• Text extract:
I wouldnt say it is totaly unexpected but diferent amd more dificult
than any of us thought it would be.
One or the other is hard enough to deal with but both at the same
time is like a double whammy. (for the whole family) And we are all
trying to find our way through it and we are all (the whole family)
trying to do our best.



IMO no one ever sets our to do less than their best, we all need the
right frame of mind and the right tools and the right people around us
to ultimatly do our best in a situation like this.

Ren Allen

"I don't think the information here fits our situation at all.
(but thanks for trying)"

But I wasn't trying to find stuff to fit your situation...just adding
to a discussion about moods and puberty, that's all.:)
Very often, the original poster asks a question and the discussion
spins off in a lot of directions not expected. That's the beauty of
discussion....it just sort of flows and fills in and helps other folks
that might not even be posting.

Connections, connections....just like real life.

Ren
learninginfreedom.com

dana_burdick

--- In [email protected], "Ren Allen"

• Task statement:
Write out, word for word, the part of the mailing-list discussion that begins at "(but thanks for" and stops after "even be posting.".

• Dataset content:
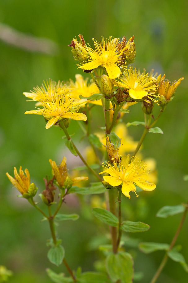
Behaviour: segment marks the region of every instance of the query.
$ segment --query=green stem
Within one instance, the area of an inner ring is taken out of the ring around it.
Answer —
[[[115,198],[116,189],[112,188],[108,191],[109,196],[109,204],[110,211],[116,215],[116,207],[115,206]],[[116,227],[111,226],[111,236],[113,252],[114,254],[117,253],[117,229]]]
[[[121,189],[119,189],[119,192],[118,194],[118,198],[117,200],[118,202],[118,218],[119,218],[119,224],[118,224],[118,235],[117,240],[117,251],[118,249],[121,240],[121,235],[122,234],[122,230],[121,229],[121,195],[122,192],[121,191]]]
[[[152,124],[151,124],[150,125],[150,128],[152,128],[153,127],[153,126],[154,125],[155,125],[155,124],[157,123],[157,122],[158,121],[158,119],[159,118],[159,117],[160,117],[160,115],[161,115],[161,114],[163,113],[163,112],[164,112],[164,111],[165,108],[166,108],[166,106],[164,108],[163,110],[162,110],[162,109],[160,110],[160,113],[159,113],[159,115],[158,115],[158,116],[157,116],[157,118],[156,118],[156,119],[154,121],[154,122],[153,122],[153,123],[152,123]]]
[[[110,100],[109,99],[105,99],[105,124],[106,132],[108,132],[108,129],[110,128]]]
[[[51,212],[51,207],[49,206],[48,206],[48,210],[49,211],[49,217],[48,218],[48,222],[49,222],[49,224],[50,224],[50,231],[51,231],[51,234],[52,237],[52,239],[53,239],[53,242],[54,242],[54,244],[56,246],[57,245],[57,239],[56,238],[56,236],[55,236],[55,227],[54,226],[54,216],[52,216]],[[63,263],[64,264],[65,266],[65,267],[67,268],[67,269],[71,275],[74,282],[76,282],[77,280],[76,278],[73,273],[70,267],[68,265],[67,261],[65,260],[65,259],[64,258],[63,260]]]
[[[108,129],[107,132],[107,130],[106,129],[106,133],[107,134],[110,134],[111,133],[112,130],[114,127],[114,126],[116,124],[116,119],[117,119],[117,116],[118,112],[119,112],[119,110],[120,110],[122,106],[123,105],[124,103],[124,101],[123,102],[121,103],[119,106],[118,105],[117,105],[115,110],[114,109],[114,115],[113,115],[113,118],[112,118],[112,121],[111,124],[111,126],[110,127],[109,129]]]
[[[35,204],[35,202],[34,201],[33,198],[31,198],[30,199],[31,201],[31,202],[30,203],[33,206],[34,206],[34,207],[35,207],[35,208],[37,210],[38,210],[39,211],[40,211],[40,212],[41,213],[42,213],[42,214],[43,215],[44,215],[44,216],[45,217],[46,217],[46,218],[48,218],[48,216],[45,213],[44,213],[44,212],[43,212],[43,211],[42,211],[42,210],[41,209],[40,209],[40,208],[39,208],[37,206],[37,205]]]
[[[171,250],[172,249],[174,245],[175,244],[175,243],[176,241],[176,240],[177,238],[177,237],[179,236],[181,228],[182,228],[182,226],[183,226],[183,223],[185,221],[188,210],[188,202],[187,203],[185,209],[183,214],[183,216],[182,216],[181,219],[181,221],[180,222],[180,223],[179,225],[179,227],[177,228],[175,235],[174,235],[174,236],[173,238],[172,241],[171,242],[171,244],[170,245],[170,247],[167,251],[167,252]],[[161,263],[159,266],[158,269],[157,270],[154,276],[151,279],[151,280],[150,282],[150,283],[155,283],[155,282],[156,282],[160,274],[161,273],[161,271],[164,268],[164,267],[166,263],[166,262],[168,259],[168,255],[167,252],[165,254],[164,256],[164,257],[163,258],[162,261],[161,261]]]
[[[88,168],[89,170],[90,170],[90,171],[92,173],[92,174],[93,174],[94,175],[94,176],[95,176],[96,178],[97,178],[99,180],[99,181],[100,181],[100,182],[101,182],[102,181],[102,179],[101,178],[100,178],[100,177],[99,177],[98,175],[97,174],[97,173],[95,172],[95,171],[94,171],[94,170],[93,170],[93,169],[92,169],[92,168],[91,168],[91,167],[90,167],[90,165],[88,164],[86,162],[86,161],[85,160],[85,159],[84,159],[84,158],[81,155],[81,154],[80,153],[80,152],[78,150],[78,149],[76,147],[75,145],[74,144],[72,140],[71,139],[71,137],[69,136],[69,134],[68,132],[68,131],[67,131],[67,128],[66,128],[66,127],[65,127],[65,126],[64,124],[64,122],[63,122],[63,121],[62,121],[62,120],[61,120],[61,121],[60,121],[60,123],[59,123],[59,125],[60,125],[61,128],[62,129],[63,129],[64,131],[65,134],[65,135],[66,136],[66,137],[67,137],[67,139],[68,140],[70,140],[71,141],[71,142],[72,144],[72,146],[73,146],[74,148],[75,149],[77,153],[77,154],[78,155],[78,156],[79,156],[79,157],[80,157],[80,159],[81,159],[81,160],[82,160],[82,161],[83,163],[84,163],[84,164],[85,164],[85,166],[87,166],[87,167]]]
[[[135,150],[135,151],[133,154],[133,156],[135,156],[139,150],[140,148],[142,145],[142,144],[143,142],[143,141],[145,138],[145,137],[148,133],[148,131],[150,128],[150,125],[151,122],[151,115],[150,115],[148,117],[147,122],[146,114],[144,113],[144,120],[145,120],[145,126],[144,130],[142,134],[142,136],[141,137],[141,138],[138,142],[138,145],[137,145],[137,148]]]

• Complete output:
(but thanks for trying)"

But I wasn't trying to find stuff to fit your situation...just adding
to a discussion about moods and puberty, that's all.:)
Very often, the original poster asks a question and the discussion
spins off in a lot of directions not expected. That's the beauty of
discussion....it just sort of flows and fills in and helps other folks
that might not even be posting.